**REQUEST**
Copy the lines of the rows below word for word, starting at the line that contains "In the photo above, where can the woman's mouth" and ending at the line that contains "column 267, row 195", with both of those lines included.
### MATERIALS PROVIDED ###
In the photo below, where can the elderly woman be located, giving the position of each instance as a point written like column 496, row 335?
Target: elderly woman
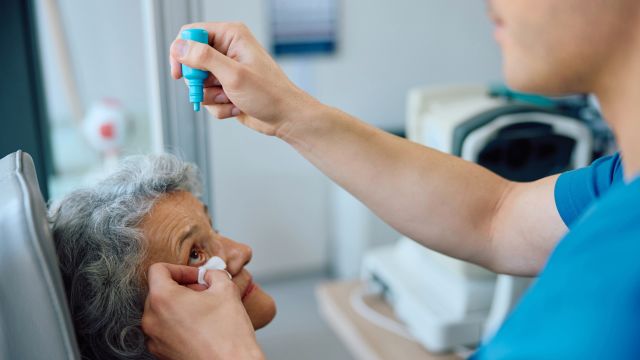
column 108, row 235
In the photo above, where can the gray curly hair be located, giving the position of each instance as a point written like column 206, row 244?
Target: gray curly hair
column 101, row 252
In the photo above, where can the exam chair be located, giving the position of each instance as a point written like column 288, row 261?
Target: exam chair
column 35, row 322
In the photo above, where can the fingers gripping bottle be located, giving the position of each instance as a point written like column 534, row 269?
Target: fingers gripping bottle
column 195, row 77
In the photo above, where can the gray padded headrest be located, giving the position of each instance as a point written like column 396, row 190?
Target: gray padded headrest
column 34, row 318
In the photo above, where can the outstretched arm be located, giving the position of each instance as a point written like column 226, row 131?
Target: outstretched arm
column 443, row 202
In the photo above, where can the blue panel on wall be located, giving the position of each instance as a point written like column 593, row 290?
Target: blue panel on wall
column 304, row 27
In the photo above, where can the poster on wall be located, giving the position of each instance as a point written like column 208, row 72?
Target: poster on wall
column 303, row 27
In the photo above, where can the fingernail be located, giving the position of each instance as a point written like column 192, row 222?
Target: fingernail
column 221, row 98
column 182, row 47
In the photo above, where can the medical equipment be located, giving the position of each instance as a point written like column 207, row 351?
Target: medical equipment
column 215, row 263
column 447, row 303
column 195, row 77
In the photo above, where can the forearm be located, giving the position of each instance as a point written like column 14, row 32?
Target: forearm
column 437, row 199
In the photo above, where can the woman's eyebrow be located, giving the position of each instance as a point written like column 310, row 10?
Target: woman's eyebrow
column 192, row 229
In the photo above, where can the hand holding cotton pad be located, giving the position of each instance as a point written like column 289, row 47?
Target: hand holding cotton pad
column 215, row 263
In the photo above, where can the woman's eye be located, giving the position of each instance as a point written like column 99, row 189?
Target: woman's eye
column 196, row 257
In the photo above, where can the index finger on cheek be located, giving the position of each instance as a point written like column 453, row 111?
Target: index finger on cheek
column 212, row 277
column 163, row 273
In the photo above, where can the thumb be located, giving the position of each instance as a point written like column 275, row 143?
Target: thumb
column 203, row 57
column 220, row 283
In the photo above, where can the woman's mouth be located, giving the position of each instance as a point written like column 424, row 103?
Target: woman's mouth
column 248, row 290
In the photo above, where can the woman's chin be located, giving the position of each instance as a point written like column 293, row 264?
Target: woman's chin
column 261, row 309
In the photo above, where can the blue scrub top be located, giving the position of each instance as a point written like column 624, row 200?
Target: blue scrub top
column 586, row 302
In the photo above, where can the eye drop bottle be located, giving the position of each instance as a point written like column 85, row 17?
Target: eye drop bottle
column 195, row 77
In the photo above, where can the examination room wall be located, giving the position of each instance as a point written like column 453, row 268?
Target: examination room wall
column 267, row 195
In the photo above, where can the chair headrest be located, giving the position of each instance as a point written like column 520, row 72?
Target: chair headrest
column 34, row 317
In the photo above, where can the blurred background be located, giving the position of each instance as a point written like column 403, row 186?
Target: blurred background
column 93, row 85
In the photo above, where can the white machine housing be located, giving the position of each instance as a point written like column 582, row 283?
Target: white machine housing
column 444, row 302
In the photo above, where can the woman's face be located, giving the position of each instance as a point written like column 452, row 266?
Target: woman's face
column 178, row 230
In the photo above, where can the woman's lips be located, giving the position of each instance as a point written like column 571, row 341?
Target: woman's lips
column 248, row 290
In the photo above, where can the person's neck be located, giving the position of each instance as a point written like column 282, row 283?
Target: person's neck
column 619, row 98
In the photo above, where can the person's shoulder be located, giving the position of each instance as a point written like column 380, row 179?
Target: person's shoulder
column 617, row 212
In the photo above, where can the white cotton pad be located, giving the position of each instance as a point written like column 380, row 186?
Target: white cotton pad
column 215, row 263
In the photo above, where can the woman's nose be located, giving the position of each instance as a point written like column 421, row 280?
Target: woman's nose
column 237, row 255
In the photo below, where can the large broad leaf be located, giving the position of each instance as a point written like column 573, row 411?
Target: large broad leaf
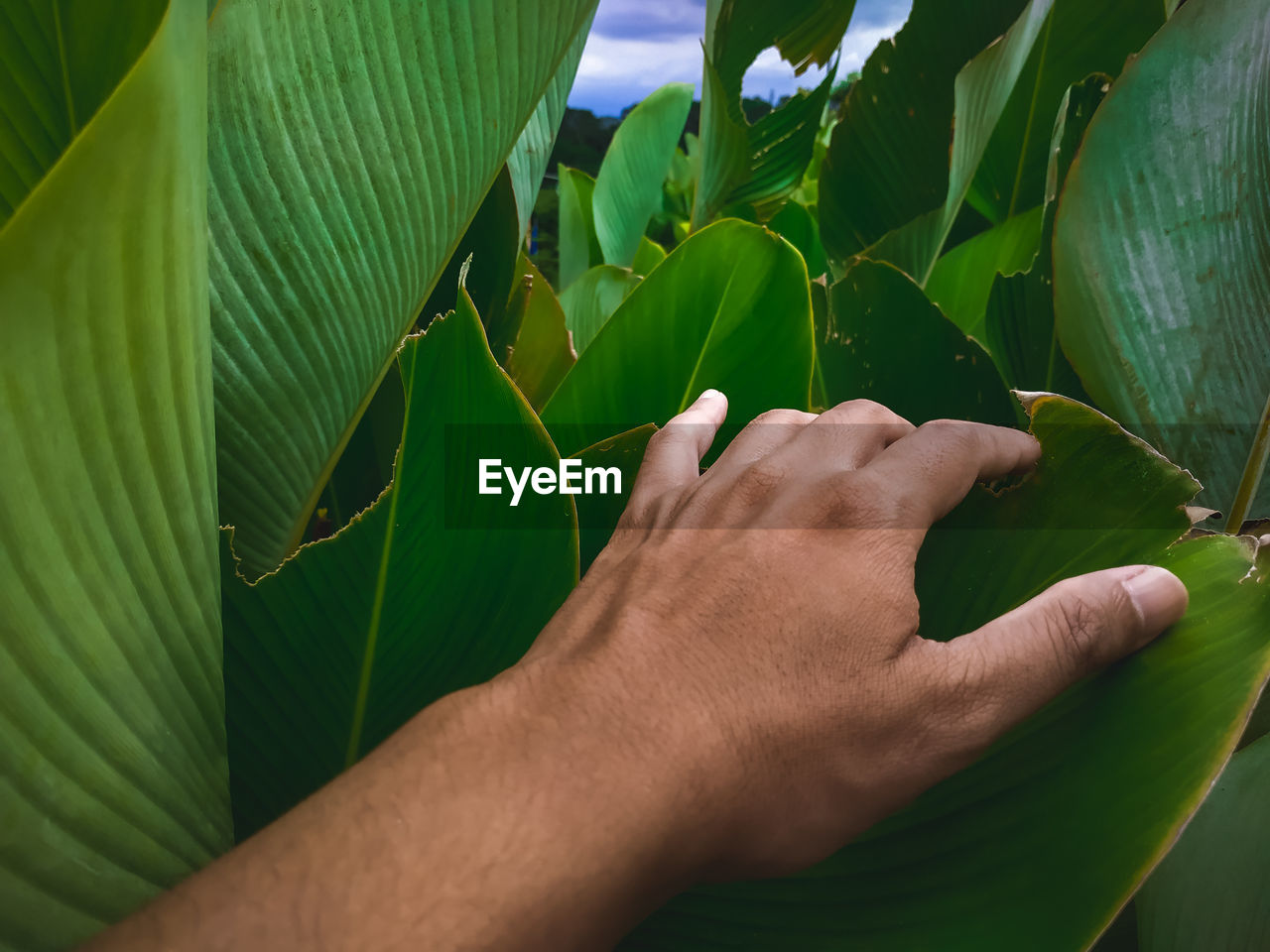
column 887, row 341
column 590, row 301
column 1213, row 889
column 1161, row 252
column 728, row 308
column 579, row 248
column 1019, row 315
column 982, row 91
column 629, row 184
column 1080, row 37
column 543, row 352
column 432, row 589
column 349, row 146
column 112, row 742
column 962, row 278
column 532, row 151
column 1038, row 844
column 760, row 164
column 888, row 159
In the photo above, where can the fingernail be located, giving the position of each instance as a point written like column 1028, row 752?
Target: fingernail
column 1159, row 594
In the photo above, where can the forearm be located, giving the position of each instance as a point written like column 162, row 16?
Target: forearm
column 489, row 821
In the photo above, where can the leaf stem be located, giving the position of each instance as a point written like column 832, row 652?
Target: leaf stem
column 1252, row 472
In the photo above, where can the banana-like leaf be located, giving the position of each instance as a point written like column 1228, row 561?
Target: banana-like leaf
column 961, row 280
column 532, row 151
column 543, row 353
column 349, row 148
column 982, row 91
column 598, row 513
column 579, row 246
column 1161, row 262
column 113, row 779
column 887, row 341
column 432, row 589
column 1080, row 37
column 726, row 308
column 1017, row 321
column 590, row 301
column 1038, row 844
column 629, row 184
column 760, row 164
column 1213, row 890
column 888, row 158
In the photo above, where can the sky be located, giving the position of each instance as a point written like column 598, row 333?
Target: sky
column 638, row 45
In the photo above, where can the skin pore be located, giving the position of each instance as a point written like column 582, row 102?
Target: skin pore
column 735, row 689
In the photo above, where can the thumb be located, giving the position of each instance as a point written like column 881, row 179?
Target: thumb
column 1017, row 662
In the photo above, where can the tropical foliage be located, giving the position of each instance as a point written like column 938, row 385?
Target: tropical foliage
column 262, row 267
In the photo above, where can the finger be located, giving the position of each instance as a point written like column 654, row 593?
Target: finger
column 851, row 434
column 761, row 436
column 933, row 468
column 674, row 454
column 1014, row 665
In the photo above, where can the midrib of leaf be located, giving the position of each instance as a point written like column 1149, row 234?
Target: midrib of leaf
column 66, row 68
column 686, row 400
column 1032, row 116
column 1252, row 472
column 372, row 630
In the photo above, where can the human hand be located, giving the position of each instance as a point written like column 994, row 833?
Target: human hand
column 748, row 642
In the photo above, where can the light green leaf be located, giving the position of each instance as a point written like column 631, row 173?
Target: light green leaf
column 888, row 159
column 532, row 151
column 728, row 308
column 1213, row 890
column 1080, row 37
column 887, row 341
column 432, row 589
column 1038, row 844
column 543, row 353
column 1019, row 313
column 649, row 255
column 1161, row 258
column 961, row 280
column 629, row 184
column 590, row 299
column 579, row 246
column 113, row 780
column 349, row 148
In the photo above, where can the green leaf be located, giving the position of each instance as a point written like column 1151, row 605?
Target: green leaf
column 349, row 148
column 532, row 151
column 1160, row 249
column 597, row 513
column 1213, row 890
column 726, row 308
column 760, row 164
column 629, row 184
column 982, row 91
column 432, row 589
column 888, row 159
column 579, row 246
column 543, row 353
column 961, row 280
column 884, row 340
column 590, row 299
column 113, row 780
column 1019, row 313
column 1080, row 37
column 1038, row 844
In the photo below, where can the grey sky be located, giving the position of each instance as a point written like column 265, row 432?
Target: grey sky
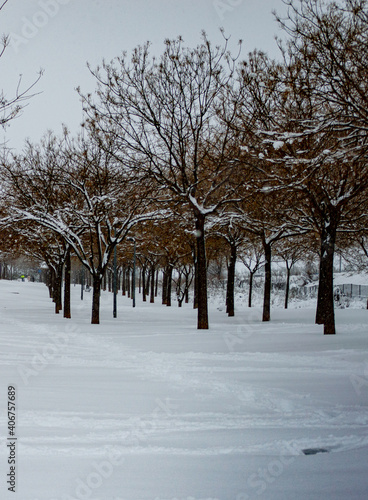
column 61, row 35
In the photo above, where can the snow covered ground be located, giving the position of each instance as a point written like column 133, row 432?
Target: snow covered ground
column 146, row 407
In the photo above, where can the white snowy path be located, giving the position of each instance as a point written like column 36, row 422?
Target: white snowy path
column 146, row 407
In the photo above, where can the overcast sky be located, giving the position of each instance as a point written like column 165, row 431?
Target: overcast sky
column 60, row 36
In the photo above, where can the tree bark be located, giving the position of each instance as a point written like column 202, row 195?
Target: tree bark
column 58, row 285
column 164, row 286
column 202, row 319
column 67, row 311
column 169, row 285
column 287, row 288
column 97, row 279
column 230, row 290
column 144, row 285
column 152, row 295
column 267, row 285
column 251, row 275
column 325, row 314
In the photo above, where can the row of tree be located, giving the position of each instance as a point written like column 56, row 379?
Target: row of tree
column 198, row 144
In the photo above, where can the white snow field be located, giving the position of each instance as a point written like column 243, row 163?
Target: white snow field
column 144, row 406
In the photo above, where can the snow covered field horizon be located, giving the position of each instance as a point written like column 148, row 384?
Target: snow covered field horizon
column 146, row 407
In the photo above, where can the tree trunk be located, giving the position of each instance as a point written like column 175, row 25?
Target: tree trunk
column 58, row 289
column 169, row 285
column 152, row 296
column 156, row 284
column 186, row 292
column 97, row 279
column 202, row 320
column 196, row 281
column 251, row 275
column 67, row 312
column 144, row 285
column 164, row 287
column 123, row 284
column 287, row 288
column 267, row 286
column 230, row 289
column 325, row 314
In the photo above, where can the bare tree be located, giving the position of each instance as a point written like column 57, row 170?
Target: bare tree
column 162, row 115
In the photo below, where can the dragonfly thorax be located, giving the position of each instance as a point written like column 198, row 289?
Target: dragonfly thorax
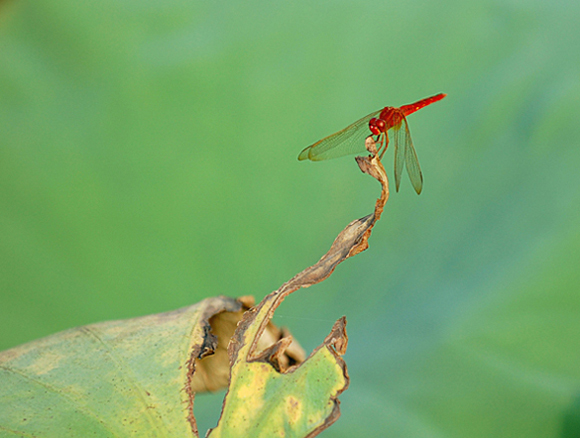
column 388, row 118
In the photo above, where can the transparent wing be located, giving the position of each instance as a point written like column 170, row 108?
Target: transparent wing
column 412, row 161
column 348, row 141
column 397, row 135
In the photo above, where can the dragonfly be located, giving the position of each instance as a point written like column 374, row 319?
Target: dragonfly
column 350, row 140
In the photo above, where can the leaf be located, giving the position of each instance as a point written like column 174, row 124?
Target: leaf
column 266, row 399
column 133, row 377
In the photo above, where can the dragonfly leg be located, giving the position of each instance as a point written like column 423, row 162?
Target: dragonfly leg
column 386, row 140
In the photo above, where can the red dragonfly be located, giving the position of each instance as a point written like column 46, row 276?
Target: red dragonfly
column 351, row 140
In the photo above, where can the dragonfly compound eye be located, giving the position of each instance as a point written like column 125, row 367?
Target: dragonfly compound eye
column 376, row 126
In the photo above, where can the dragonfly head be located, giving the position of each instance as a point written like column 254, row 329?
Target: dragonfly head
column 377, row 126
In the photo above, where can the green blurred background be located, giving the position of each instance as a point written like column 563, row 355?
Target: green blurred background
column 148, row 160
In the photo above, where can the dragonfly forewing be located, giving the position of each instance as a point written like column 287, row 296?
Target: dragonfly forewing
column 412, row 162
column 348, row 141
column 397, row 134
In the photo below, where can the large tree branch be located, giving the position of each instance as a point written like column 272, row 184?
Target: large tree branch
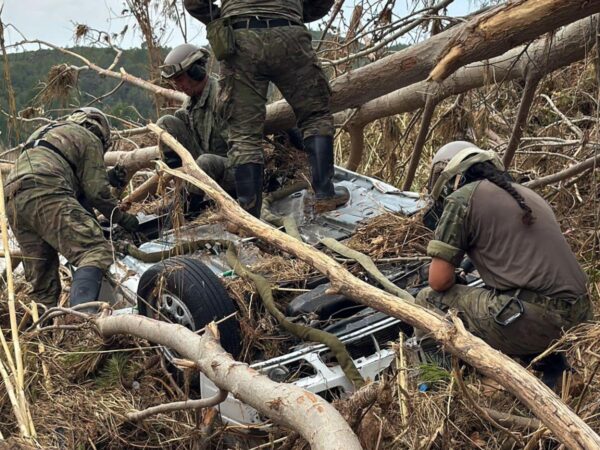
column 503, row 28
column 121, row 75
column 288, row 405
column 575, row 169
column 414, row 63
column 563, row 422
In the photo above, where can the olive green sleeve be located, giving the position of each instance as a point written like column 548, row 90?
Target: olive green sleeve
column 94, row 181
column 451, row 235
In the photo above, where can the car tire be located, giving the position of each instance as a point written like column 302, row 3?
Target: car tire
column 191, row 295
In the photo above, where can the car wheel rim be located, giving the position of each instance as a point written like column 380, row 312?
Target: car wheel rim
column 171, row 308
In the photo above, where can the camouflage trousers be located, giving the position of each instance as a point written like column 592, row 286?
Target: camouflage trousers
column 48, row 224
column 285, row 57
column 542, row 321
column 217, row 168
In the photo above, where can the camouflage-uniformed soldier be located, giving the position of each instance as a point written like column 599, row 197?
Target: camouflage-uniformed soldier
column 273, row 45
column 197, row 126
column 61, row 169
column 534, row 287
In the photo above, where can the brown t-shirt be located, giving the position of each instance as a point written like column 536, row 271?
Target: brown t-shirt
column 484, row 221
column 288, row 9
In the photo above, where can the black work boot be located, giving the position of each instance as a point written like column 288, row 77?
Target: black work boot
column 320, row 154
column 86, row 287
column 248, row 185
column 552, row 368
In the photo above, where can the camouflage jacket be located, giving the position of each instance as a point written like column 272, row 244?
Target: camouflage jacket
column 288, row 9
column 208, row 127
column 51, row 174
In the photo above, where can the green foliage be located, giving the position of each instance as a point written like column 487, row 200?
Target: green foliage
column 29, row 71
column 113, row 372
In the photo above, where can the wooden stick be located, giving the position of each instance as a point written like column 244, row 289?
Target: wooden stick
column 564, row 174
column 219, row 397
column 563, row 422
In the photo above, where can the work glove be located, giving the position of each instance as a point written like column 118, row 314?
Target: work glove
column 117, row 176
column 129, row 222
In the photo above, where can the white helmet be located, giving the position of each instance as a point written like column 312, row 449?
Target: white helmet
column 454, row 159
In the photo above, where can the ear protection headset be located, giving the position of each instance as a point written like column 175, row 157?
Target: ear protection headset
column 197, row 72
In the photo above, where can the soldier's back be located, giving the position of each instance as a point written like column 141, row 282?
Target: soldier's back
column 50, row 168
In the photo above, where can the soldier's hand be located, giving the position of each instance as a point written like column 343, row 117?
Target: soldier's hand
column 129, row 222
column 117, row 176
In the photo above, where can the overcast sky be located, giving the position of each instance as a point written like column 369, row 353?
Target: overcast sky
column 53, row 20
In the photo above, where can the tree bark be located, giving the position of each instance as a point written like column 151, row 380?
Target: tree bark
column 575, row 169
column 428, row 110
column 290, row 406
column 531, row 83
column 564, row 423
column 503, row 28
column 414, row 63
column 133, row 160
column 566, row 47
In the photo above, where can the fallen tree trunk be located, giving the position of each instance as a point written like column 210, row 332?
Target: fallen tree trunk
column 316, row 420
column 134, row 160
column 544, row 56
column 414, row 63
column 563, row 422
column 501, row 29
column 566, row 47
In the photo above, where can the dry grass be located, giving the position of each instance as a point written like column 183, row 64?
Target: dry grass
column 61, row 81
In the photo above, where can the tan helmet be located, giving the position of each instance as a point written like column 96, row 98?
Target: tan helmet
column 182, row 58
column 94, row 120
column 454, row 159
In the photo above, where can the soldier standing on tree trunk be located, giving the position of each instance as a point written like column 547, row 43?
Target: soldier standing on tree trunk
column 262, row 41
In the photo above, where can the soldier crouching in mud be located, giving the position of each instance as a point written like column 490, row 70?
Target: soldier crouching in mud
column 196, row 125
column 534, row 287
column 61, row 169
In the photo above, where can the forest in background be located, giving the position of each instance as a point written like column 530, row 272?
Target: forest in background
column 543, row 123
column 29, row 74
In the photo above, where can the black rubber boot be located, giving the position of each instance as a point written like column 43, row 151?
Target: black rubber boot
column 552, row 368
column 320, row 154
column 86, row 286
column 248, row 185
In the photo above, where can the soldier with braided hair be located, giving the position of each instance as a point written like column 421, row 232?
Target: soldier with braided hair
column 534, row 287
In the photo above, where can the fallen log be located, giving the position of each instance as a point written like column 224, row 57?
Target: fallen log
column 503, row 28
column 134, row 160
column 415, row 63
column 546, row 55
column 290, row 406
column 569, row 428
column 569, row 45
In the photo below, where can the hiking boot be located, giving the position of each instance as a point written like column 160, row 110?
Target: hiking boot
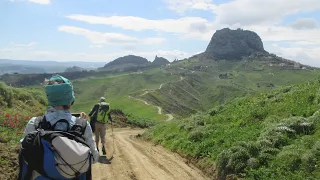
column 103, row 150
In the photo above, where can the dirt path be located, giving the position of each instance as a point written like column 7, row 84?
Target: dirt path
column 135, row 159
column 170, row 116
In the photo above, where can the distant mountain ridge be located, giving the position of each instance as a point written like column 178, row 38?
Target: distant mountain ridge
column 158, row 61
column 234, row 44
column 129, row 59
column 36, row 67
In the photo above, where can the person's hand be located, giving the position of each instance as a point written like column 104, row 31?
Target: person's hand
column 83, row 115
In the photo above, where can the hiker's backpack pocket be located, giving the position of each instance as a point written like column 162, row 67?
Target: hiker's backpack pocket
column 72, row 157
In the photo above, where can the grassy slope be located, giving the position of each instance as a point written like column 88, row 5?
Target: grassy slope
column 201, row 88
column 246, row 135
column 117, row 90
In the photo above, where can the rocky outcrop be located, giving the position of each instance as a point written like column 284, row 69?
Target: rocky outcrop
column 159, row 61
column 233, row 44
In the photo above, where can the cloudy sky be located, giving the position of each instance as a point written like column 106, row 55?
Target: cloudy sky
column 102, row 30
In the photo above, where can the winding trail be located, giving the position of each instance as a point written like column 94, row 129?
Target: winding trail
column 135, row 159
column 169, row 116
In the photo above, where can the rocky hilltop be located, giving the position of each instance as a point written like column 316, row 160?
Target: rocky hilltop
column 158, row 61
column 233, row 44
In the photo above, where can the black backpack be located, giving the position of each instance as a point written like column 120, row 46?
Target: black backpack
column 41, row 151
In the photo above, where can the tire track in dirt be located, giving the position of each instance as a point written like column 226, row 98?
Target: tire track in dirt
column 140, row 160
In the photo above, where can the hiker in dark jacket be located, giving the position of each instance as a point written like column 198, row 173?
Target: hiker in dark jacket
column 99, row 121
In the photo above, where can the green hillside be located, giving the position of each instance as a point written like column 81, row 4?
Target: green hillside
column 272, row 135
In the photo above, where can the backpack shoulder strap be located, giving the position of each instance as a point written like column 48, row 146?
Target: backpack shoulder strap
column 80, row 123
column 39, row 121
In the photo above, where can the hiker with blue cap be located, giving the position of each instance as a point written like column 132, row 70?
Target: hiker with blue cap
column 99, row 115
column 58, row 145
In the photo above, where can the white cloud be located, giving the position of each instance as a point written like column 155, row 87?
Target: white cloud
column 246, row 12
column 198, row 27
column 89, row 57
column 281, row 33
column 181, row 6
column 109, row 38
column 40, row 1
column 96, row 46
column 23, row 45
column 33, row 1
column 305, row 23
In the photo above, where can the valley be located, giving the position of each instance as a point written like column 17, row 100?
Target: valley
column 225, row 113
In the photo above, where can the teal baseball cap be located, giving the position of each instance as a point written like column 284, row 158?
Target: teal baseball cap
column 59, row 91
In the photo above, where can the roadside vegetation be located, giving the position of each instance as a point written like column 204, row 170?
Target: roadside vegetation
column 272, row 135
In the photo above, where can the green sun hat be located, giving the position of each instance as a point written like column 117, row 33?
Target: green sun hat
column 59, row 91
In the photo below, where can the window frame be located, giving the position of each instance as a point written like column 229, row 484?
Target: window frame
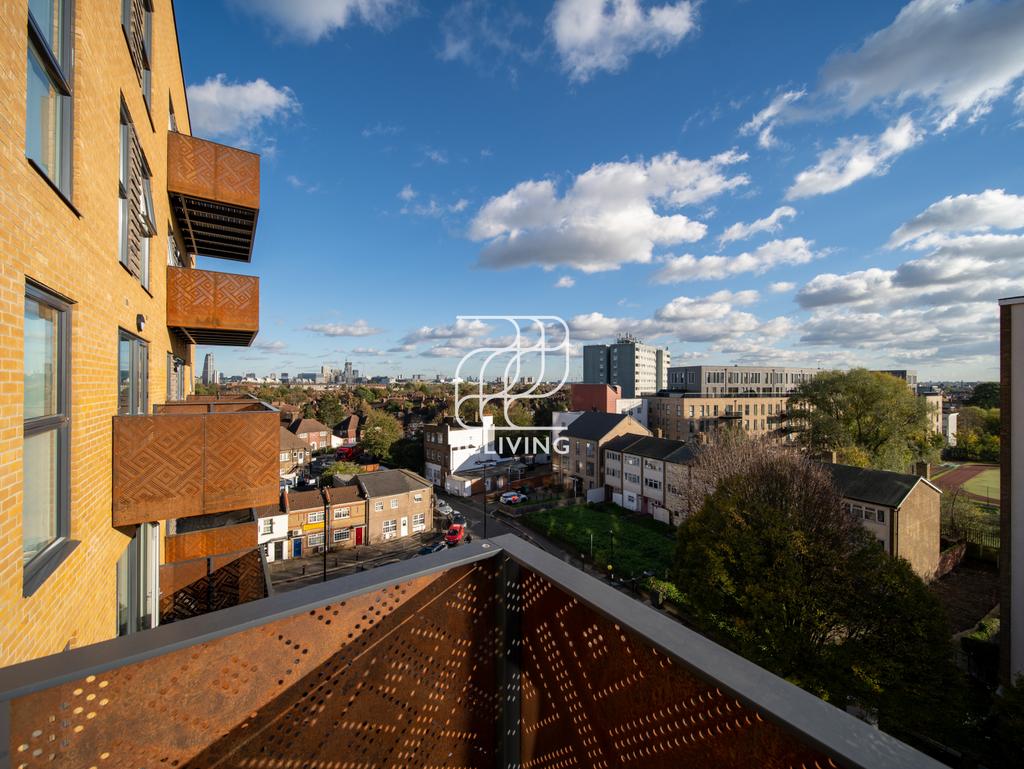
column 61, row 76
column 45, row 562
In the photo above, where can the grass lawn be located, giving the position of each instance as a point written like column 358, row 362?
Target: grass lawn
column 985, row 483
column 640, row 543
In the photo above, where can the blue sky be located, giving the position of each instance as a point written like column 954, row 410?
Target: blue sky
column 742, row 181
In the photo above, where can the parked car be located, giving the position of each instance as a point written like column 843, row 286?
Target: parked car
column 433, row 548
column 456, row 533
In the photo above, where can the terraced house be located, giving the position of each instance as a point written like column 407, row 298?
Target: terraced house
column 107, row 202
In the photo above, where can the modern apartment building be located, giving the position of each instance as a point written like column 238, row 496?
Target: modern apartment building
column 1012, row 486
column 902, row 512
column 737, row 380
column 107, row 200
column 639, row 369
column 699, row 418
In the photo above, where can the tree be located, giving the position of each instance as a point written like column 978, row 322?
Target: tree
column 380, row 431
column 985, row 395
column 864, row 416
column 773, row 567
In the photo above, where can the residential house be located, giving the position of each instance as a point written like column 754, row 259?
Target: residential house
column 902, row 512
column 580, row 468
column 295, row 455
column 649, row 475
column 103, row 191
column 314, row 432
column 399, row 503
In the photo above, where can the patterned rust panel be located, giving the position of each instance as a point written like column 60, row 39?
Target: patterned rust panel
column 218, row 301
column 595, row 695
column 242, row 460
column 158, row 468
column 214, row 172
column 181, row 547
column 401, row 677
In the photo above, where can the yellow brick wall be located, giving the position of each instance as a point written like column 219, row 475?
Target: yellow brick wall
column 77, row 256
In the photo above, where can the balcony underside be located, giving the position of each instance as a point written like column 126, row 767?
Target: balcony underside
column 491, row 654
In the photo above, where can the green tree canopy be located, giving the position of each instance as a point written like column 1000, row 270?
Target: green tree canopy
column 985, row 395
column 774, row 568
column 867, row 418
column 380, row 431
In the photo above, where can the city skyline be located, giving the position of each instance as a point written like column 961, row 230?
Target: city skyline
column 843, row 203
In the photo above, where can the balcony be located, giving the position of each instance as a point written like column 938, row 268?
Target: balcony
###
**RESULT FOR THIS TASK**
In the photo above, where can the woman's mouth be located, giving the position of each instance as a point written like column 424, row 103?
Target: woman's mouth
column 248, row 290
In the photo above, where can the woman's chin be located, giving the position of each instance as a point written like column 293, row 264?
Target: woman's chin
column 261, row 309
In the photo above, where can the blue scrub top be located, giving the position of each instance as a point written like column 624, row 200?
Target: blue scrub top
column 586, row 302
In the photo above, where can the eye drop bottle be located, giving the position of each instance as a point written like column 85, row 17?
Target: eye drop bottle
column 195, row 77
In the photo above, where can the examination room wall be located, giving the position of each instance as a point written like column 453, row 268?
Target: examination room wall
column 267, row 195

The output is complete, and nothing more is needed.